Start Provided material
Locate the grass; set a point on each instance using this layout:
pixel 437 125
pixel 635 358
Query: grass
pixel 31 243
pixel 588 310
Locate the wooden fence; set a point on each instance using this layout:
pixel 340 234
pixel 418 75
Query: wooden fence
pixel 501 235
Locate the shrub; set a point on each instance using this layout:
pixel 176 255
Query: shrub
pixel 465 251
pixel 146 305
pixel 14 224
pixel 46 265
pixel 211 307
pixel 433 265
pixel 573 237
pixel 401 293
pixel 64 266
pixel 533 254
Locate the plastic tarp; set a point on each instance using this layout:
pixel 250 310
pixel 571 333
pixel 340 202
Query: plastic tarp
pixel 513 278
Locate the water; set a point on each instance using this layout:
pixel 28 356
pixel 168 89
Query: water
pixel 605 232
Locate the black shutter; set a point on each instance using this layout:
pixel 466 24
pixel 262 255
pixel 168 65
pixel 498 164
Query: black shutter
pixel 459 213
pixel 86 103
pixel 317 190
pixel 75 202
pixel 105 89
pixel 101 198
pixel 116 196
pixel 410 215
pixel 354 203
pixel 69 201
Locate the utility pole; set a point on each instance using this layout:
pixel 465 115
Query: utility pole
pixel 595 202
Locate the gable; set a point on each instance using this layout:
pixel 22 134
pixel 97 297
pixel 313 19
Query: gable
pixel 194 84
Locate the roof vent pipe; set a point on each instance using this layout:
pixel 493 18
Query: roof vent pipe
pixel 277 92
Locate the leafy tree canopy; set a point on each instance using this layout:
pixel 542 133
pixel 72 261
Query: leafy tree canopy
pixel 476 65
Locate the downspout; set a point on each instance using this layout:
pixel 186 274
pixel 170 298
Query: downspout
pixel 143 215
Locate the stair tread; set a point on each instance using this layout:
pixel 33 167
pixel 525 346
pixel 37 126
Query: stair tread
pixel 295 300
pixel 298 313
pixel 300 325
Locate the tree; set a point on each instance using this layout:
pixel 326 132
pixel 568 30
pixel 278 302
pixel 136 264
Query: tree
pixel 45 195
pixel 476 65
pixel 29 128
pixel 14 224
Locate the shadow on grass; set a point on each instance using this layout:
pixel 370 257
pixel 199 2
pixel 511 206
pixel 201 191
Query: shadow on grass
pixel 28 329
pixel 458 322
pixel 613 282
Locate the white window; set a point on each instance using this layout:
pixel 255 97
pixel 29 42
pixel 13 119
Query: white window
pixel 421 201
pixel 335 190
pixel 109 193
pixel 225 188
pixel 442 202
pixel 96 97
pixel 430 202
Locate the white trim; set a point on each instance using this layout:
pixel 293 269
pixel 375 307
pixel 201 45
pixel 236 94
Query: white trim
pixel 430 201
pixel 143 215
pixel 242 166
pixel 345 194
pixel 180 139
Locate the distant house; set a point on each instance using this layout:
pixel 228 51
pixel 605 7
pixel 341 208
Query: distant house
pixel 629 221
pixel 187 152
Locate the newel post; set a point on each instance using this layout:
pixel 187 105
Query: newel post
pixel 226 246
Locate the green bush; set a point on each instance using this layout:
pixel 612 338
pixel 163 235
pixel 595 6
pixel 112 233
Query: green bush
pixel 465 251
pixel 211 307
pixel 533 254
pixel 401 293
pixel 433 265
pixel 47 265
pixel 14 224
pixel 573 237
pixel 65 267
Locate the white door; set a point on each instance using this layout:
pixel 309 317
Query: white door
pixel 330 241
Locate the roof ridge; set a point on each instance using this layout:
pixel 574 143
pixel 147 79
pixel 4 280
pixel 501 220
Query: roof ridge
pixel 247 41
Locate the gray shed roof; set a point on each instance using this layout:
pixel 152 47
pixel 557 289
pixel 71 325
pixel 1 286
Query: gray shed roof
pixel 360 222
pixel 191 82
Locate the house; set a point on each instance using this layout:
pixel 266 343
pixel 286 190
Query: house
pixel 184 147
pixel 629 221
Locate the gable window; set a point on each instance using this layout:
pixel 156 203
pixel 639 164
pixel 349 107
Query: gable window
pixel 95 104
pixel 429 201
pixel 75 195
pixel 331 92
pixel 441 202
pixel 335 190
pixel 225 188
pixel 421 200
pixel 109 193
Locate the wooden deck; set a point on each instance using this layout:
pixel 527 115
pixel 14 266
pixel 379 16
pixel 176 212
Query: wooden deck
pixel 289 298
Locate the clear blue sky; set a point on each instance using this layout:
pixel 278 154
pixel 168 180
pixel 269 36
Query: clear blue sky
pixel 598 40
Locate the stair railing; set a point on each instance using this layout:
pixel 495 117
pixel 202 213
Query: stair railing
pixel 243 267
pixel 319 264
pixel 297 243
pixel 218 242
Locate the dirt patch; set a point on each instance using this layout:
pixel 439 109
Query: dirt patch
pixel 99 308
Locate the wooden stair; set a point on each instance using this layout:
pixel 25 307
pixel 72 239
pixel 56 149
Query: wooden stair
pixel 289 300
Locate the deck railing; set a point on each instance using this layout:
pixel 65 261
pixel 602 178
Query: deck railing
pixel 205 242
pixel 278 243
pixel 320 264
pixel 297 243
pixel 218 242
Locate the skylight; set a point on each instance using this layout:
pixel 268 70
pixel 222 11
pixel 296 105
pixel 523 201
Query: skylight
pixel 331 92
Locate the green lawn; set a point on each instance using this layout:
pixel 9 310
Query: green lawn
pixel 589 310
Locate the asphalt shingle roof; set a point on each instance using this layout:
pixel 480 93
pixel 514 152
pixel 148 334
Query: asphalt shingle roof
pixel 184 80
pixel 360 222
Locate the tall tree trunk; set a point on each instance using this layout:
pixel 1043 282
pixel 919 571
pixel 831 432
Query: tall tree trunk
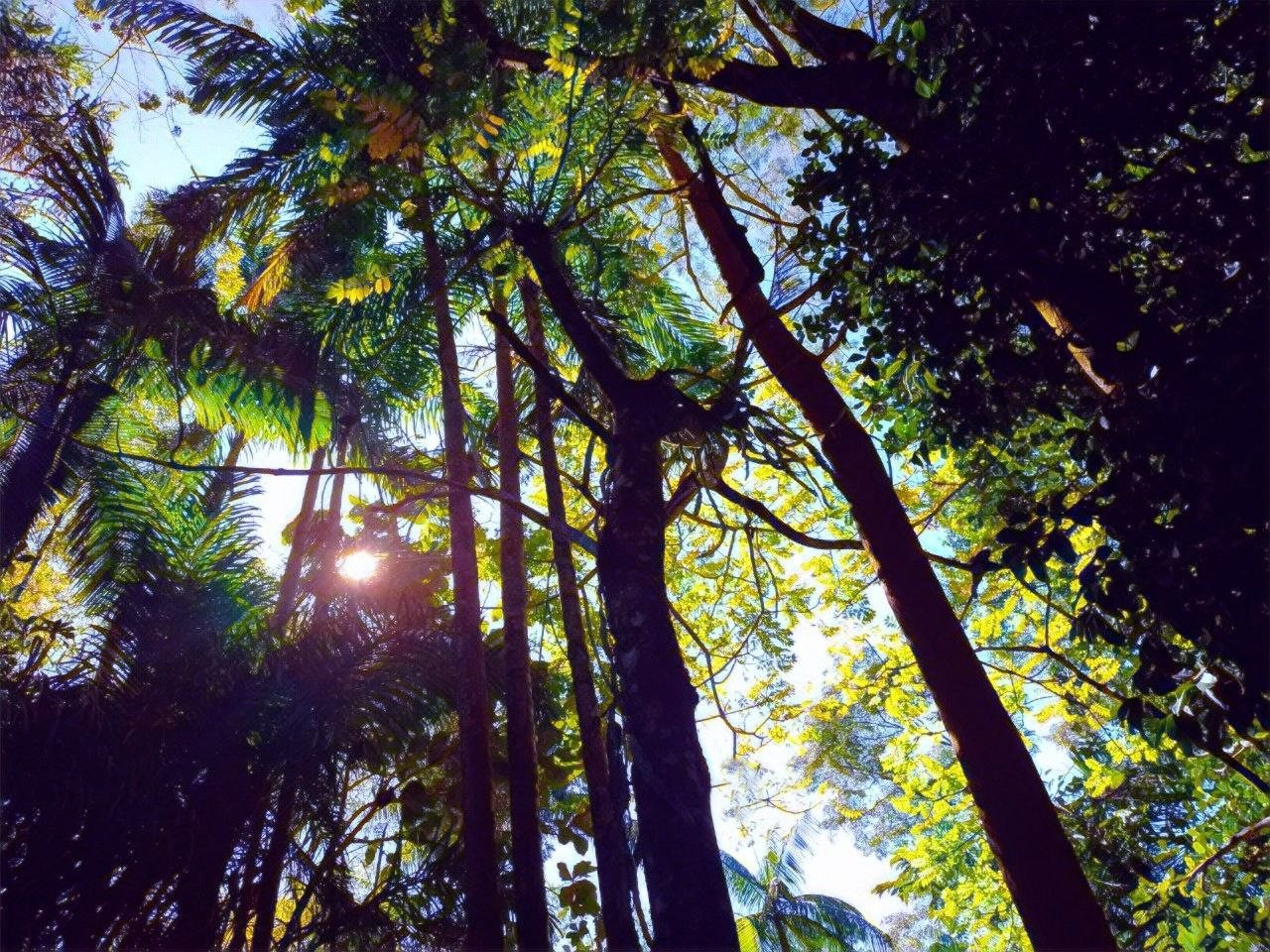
pixel 532 929
pixel 480 856
pixel 612 855
pixel 37 466
pixel 245 900
pixel 686 888
pixel 688 892
pixel 289 588
pixel 221 484
pixel 216 816
pixel 1038 862
pixel 271 869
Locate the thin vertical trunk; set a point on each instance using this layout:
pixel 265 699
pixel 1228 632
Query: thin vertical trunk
pixel 246 887
pixel 612 855
pixel 480 856
pixel 688 892
pixel 271 869
pixel 686 887
pixel 1040 869
pixel 289 589
pixel 221 484
pixel 532 929
pixel 216 817
pixel 36 465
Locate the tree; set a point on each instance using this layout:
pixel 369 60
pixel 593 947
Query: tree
pixel 776 918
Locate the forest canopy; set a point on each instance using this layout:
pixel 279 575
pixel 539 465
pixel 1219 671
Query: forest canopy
pixel 579 470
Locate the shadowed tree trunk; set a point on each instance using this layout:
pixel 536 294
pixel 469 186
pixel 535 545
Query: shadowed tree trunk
pixel 36 465
pixel 688 892
pixel 532 929
pixel 1038 862
pixel 612 855
pixel 245 897
pixel 480 856
pixel 216 815
pixel 289 588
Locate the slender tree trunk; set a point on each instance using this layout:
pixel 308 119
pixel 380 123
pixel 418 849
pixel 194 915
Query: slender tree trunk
End Provided material
Copy every item above verbatim, leaving out the pictures.

Locate the grass; set a point on each instance using this layout:
pixel 437 125
pixel 635 358
Query: grass
pixel 31 243
pixel 588 310
Locate the wooden fence; set a point on each instance using this layout:
pixel 340 234
pixel 418 75
Query: wooden fence
pixel 501 235
Locate the shrub; set a point on each instance using this layout:
pixel 176 255
Query: shrub
pixel 465 251
pixel 146 305
pixel 14 224
pixel 46 265
pixel 211 307
pixel 433 265
pixel 573 237
pixel 401 293
pixel 64 266
pixel 533 254
Locate the plastic tarp; set a point on each instance using this layout:
pixel 250 310
pixel 571 333
pixel 340 202
Query: plastic tarp
pixel 513 278
Locate the water; set a point on each instance using this layout:
pixel 28 356
pixel 168 89
Query: water
pixel 605 232
Locate the black shutter; set a point on each instance using this layout:
pixel 466 24
pixel 262 255
pixel 168 65
pixel 498 164
Query: black shutter
pixel 459 213
pixel 86 103
pixel 317 190
pixel 75 202
pixel 105 89
pixel 101 198
pixel 116 196
pixel 410 215
pixel 354 203
pixel 69 201
Locate the utility pole; set a point on each instance using this layout:
pixel 465 115
Query: utility pole
pixel 595 202
Locate the gable; set a point on each instance using this layout:
pixel 22 134
pixel 97 297
pixel 313 19
Query: gable
pixel 194 84
Locate the roof vent pipe; set a point on each instance using this layout:
pixel 493 18
Query: roof vent pipe
pixel 277 92
Locate the leafy tree canopy; set a point on each instance using this layout:
pixel 542 133
pixel 72 261
Query: leafy tree canopy
pixel 476 65
Locate the downspout; set a point on each instance using this layout:
pixel 186 274
pixel 170 298
Query: downspout
pixel 143 215
Locate the stair tread; set a point on each instance using this layout:
pixel 33 167
pixel 525 346
pixel 37 126
Query: stair tread
pixel 295 300
pixel 298 313
pixel 300 325
Locate the tree; set a point on each instance using this layout:
pixel 326 132
pixel 568 30
pixel 278 302
pixel 136 264
Query: tree
pixel 45 195
pixel 476 65
pixel 29 128
pixel 14 224
Locate the shadow on grass; set a point on each instance using this layout:
pixel 370 257
pixel 199 2
pixel 511 206
pixel 201 191
Query: shadow on grass
pixel 28 329
pixel 458 322
pixel 613 282
Locate the white window; set a point on each instance using this layout:
pixel 255 97
pixel 29 42
pixel 13 119
Query: white window
pixel 421 201
pixel 335 190
pixel 109 193
pixel 225 188
pixel 442 202
pixel 96 97
pixel 430 202
Locate the white trim; set a point on each instance using this layout:
pixel 293 269
pixel 375 307
pixel 201 45
pixel 236 94
Query: white trim
pixel 430 201
pixel 143 215
pixel 242 166
pixel 345 194
pixel 180 139
Locate the distant house; set a point on each instance using this layout:
pixel 228 51
pixel 605 7
pixel 341 208
Query: distant house
pixel 629 221
pixel 187 152
Locate the newel post; set a point on each instance using this layout:
pixel 187 105
Query: newel post
pixel 226 246
Locate the green bush; set a point on each instance using this layout:
pixel 612 338
pixel 163 235
pixel 595 6
pixel 112 233
Query: green bush
pixel 465 251
pixel 211 307
pixel 533 254
pixel 401 293
pixel 433 265
pixel 47 265
pixel 14 224
pixel 573 237
pixel 65 267
Locate the white door; set a point on each instance using this layout:
pixel 309 317
Query: white door
pixel 330 241
Locate the roof ridge; set a point on each instance using this layout:
pixel 574 143
pixel 147 79
pixel 4 280
pixel 501 220
Query: roof ridge
pixel 247 41
Locate the gray shed roof; set a point on each instance using this layout:
pixel 152 47
pixel 557 289
pixel 71 325
pixel 1 286
Query: gray shed roof
pixel 360 222
pixel 191 82
Locate the house; set a point on each instance using this layout:
pixel 266 343
pixel 286 190
Query: house
pixel 184 147
pixel 629 221
Locate the gable window; set a point on each instance using this layout:
pixel 156 203
pixel 639 164
pixel 349 107
Query: gable window
pixel 95 104
pixel 429 201
pixel 75 195
pixel 331 92
pixel 441 202
pixel 335 190
pixel 225 188
pixel 421 200
pixel 109 193
Locate the wooden deck; set a point on each instance using this layout:
pixel 527 115
pixel 14 266
pixel 379 16
pixel 176 212
Query: wooden deck
pixel 289 298
Locate the clear blue sky; set a point on each instance using this layout:
pixel 278 154
pixel 168 180
pixel 269 36
Query: clear blue sky
pixel 598 40
Locate the stair railing; set a point on each instance using this layout:
pixel 495 117
pixel 202 213
Query: stair railing
pixel 243 267
pixel 319 264
pixel 297 243
pixel 218 242
Locate the dirt patch; set a point on each instance using this layout:
pixel 439 109
Query: dirt patch
pixel 99 308
Locate the wooden stair; set a point on each instance using this layout:
pixel 25 307
pixel 72 239
pixel 56 149
Query: wooden stair
pixel 289 300
Locate the deck railing; set a point on each instance using this layout:
pixel 65 261
pixel 602 178
Query: deck railing
pixel 205 242
pixel 278 243
pixel 320 264
pixel 297 243
pixel 218 242
Locate the skylight; set a point on each instance using this layout:
pixel 268 70
pixel 222 11
pixel 296 105
pixel 523 201
Query: skylight
pixel 331 92
Locate the green lawn; set a point on each instance using this layout:
pixel 9 310
Query: green lawn
pixel 589 310
Locate the asphalt shingle roof; set a point on each instance using this layout:
pixel 480 93
pixel 514 152
pixel 148 334
Query: asphalt shingle roof
pixel 184 80
pixel 360 222
Locate the tall tree trunk; set a point on each instance using this layout:
pixel 1043 282
pixel 919 571
pixel 831 432
Query: tall tree trunk
pixel 532 929
pixel 480 856
pixel 612 855
pixel 37 466
pixel 245 900
pixel 686 888
pixel 688 892
pixel 289 588
pixel 221 484
pixel 216 816
pixel 1038 862
pixel 271 869
Locate the thin vertical trunk; set a point on each instance using this layout:
pixel 265 699
pixel 1228 632
Query: thin vertical trunk
pixel 246 887
pixel 612 855
pixel 480 856
pixel 688 892
pixel 271 869
pixel 686 887
pixel 1040 869
pixel 289 589
pixel 221 484
pixel 532 929
pixel 216 817
pixel 36 465
Locate the tree; set a point on each instance using this layout:
pixel 369 60
pixel 593 947
Query: tree
pixel 776 918
Locate the forest canopy; set a point on each instance using this layout:
pixel 279 575
pixel 539 465
pixel 1219 671
Query: forest canopy
pixel 579 470
Locate the shadowed tree trunk; set a point on each instance using this layout:
pixel 536 294
pixel 469 186
pixel 535 545
Query: shadowed tree trunk
pixel 36 465
pixel 688 892
pixel 532 929
pixel 1038 862
pixel 612 855
pixel 245 897
pixel 480 856
pixel 216 815
pixel 289 588
Locate the slender tree trunk; set a point on each instance using this layout:
pixel 308 119
pixel 380 123
pixel 418 849
pixel 194 915
Query: slender tree trunk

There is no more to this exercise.